● **WORK TO BE COMPLETED**:
Please reproduce word for word the part of the data below that opens with the line containing "Question 11: Identify the left" and runs through the end of the data.

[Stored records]
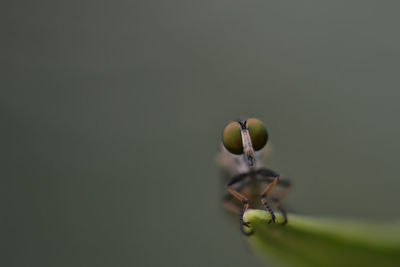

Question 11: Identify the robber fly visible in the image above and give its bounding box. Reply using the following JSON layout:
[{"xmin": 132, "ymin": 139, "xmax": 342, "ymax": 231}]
[{"xmin": 218, "ymin": 118, "xmax": 290, "ymax": 235}]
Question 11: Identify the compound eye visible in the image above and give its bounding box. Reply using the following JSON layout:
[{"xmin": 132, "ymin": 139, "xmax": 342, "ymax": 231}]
[
  {"xmin": 247, "ymin": 118, "xmax": 268, "ymax": 150},
  {"xmin": 222, "ymin": 121, "xmax": 243, "ymax": 155}
]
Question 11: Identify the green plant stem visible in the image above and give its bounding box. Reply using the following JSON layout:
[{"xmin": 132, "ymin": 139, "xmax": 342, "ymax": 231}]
[{"xmin": 244, "ymin": 210, "xmax": 400, "ymax": 266}]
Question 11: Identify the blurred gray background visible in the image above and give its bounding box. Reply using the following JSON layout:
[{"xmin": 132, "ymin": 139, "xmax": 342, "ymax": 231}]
[{"xmin": 0, "ymin": 0, "xmax": 400, "ymax": 266}]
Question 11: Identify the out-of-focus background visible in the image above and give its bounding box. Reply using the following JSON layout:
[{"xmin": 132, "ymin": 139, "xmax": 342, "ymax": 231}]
[{"xmin": 0, "ymin": 0, "xmax": 400, "ymax": 266}]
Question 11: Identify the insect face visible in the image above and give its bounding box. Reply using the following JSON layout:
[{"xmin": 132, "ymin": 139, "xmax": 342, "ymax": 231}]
[{"xmin": 222, "ymin": 118, "xmax": 268, "ymax": 166}]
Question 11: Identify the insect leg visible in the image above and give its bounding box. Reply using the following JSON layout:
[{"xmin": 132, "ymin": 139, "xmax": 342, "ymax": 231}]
[
  {"xmin": 227, "ymin": 173, "xmax": 251, "ymax": 235},
  {"xmin": 257, "ymin": 169, "xmax": 279, "ymax": 222},
  {"xmin": 258, "ymin": 170, "xmax": 291, "ymax": 225}
]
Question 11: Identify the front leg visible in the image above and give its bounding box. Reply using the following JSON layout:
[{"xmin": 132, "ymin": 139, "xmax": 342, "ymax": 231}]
[
  {"xmin": 258, "ymin": 169, "xmax": 279, "ymax": 223},
  {"xmin": 227, "ymin": 173, "xmax": 251, "ymax": 235}
]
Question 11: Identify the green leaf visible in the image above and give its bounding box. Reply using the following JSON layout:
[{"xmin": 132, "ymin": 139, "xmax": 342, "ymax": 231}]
[{"xmin": 243, "ymin": 210, "xmax": 400, "ymax": 266}]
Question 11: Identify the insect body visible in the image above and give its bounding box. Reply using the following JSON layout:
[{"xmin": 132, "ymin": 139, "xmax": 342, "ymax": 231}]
[{"xmin": 218, "ymin": 118, "xmax": 290, "ymax": 235}]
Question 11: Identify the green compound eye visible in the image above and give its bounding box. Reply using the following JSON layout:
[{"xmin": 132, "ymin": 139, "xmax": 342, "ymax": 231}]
[
  {"xmin": 222, "ymin": 121, "xmax": 243, "ymax": 155},
  {"xmin": 247, "ymin": 118, "xmax": 268, "ymax": 150}
]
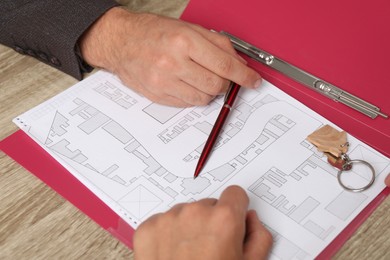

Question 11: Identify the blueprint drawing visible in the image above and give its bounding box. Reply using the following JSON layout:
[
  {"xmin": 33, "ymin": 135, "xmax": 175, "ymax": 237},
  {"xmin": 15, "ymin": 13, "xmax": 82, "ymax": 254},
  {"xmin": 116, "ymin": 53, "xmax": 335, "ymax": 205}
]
[{"xmin": 14, "ymin": 71, "xmax": 390, "ymax": 259}]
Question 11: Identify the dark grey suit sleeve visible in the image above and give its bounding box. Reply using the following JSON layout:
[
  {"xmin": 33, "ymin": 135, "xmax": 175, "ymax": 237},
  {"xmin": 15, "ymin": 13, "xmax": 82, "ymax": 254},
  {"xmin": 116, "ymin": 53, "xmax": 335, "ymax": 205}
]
[{"xmin": 0, "ymin": 0, "xmax": 118, "ymax": 79}]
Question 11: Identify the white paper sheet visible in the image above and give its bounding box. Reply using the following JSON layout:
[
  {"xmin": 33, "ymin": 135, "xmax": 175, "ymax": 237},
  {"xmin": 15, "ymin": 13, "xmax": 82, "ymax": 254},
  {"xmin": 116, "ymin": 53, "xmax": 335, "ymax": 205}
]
[{"xmin": 14, "ymin": 71, "xmax": 390, "ymax": 259}]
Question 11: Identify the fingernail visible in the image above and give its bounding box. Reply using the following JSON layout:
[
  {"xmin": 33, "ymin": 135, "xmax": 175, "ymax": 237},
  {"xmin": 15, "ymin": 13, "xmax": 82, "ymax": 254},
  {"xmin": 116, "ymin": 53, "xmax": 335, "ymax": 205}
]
[{"xmin": 254, "ymin": 78, "xmax": 262, "ymax": 88}]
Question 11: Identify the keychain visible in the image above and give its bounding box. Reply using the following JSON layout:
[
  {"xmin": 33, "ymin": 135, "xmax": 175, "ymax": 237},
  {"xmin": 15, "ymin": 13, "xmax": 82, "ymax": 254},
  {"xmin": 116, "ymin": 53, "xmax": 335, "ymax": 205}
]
[{"xmin": 307, "ymin": 125, "xmax": 375, "ymax": 192}]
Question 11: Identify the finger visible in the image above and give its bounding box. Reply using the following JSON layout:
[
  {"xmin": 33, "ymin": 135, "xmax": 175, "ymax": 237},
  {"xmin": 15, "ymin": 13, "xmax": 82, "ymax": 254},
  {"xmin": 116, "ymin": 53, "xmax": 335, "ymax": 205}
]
[
  {"xmin": 216, "ymin": 185, "xmax": 249, "ymax": 221},
  {"xmin": 196, "ymin": 198, "xmax": 218, "ymax": 206},
  {"xmin": 385, "ymin": 174, "xmax": 390, "ymax": 187},
  {"xmin": 190, "ymin": 24, "xmax": 242, "ymax": 58},
  {"xmin": 179, "ymin": 61, "xmax": 229, "ymax": 97},
  {"xmin": 163, "ymin": 80, "xmax": 215, "ymax": 106},
  {"xmin": 244, "ymin": 210, "xmax": 273, "ymax": 259},
  {"xmin": 189, "ymin": 32, "xmax": 261, "ymax": 88}
]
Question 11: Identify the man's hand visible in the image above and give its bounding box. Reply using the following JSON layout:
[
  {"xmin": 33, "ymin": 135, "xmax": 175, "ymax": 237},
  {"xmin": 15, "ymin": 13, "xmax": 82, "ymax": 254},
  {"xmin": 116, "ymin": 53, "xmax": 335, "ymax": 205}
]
[
  {"xmin": 134, "ymin": 186, "xmax": 272, "ymax": 260},
  {"xmin": 80, "ymin": 7, "xmax": 261, "ymax": 107}
]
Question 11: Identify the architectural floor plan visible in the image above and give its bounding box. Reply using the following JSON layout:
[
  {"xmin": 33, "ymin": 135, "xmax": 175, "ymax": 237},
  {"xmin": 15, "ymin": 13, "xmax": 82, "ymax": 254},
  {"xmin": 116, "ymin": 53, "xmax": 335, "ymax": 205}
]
[{"xmin": 14, "ymin": 71, "xmax": 390, "ymax": 259}]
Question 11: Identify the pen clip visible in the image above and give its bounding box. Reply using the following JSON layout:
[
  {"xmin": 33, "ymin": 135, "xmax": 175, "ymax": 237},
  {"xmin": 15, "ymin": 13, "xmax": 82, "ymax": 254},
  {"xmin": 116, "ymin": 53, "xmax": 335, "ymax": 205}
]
[{"xmin": 223, "ymin": 81, "xmax": 235, "ymax": 103}]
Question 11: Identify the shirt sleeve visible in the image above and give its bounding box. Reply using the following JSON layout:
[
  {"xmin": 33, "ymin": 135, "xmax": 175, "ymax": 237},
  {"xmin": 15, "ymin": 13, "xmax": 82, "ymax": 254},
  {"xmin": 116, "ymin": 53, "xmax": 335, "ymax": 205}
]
[{"xmin": 0, "ymin": 0, "xmax": 118, "ymax": 79}]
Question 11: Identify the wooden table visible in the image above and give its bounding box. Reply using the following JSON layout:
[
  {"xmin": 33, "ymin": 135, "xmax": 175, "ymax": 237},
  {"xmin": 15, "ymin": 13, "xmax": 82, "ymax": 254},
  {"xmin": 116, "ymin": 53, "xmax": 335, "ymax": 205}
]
[{"xmin": 0, "ymin": 0, "xmax": 390, "ymax": 259}]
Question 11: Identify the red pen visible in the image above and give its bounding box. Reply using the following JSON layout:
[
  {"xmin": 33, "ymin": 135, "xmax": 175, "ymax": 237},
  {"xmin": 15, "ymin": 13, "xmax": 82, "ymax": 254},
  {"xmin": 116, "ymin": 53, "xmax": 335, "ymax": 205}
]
[{"xmin": 194, "ymin": 82, "xmax": 241, "ymax": 179}]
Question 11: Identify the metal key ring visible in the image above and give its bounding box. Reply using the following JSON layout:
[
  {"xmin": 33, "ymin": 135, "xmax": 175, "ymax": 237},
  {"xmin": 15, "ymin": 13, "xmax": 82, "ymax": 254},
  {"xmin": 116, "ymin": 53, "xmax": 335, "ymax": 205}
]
[{"xmin": 337, "ymin": 160, "xmax": 375, "ymax": 192}]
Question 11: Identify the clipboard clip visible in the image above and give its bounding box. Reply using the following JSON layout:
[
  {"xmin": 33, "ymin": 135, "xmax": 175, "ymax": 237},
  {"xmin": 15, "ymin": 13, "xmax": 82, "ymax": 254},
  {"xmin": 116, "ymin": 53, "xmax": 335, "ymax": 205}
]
[{"xmin": 221, "ymin": 31, "xmax": 389, "ymax": 119}]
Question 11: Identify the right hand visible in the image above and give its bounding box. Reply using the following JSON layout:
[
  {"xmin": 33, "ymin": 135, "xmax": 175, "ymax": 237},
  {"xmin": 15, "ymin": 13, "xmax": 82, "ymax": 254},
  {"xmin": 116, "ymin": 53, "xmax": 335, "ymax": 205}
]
[{"xmin": 80, "ymin": 7, "xmax": 261, "ymax": 107}]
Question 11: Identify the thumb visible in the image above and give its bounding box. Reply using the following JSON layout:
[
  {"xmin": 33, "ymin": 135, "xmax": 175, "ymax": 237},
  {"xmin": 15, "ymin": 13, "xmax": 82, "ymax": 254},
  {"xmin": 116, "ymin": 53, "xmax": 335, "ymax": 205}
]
[{"xmin": 244, "ymin": 210, "xmax": 273, "ymax": 260}]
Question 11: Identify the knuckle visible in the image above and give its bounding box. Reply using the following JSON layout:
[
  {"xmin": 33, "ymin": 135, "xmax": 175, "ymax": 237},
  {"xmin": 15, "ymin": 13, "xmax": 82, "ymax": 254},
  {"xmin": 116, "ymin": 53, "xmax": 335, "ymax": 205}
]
[
  {"xmin": 203, "ymin": 73, "xmax": 224, "ymax": 95},
  {"xmin": 216, "ymin": 206, "xmax": 235, "ymax": 223},
  {"xmin": 170, "ymin": 30, "xmax": 191, "ymax": 48},
  {"xmin": 217, "ymin": 56, "xmax": 233, "ymax": 74},
  {"xmin": 153, "ymin": 54, "xmax": 175, "ymax": 71}
]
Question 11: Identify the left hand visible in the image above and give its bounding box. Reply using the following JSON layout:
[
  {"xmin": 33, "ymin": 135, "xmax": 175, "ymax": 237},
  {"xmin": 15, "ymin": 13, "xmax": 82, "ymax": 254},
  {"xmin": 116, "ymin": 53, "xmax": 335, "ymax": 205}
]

● **FULL RESPONSE**:
Question 11: Identify the left hand visible in the image above and give its bounding box. Reply using the following JSON layout:
[
  {"xmin": 33, "ymin": 135, "xmax": 175, "ymax": 237},
  {"xmin": 15, "ymin": 13, "xmax": 82, "ymax": 254},
  {"xmin": 116, "ymin": 53, "xmax": 335, "ymax": 205}
]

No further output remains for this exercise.